— Goal —
Please rewrite the records below, replacing every "white baseboard" with "white trim" and leaving everything else unchanged.

[START Data provided]

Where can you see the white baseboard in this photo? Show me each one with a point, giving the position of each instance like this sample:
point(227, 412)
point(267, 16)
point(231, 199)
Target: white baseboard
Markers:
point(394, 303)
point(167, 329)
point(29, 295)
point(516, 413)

[END Data provided]

— Answer to the problem —
Where can you see the white trim in this photo? Show me each one with a point, giving the position of each instance like this sample:
point(227, 412)
point(267, 16)
point(231, 199)
Target: white trim
Markers:
point(394, 303)
point(167, 329)
point(29, 295)
point(516, 413)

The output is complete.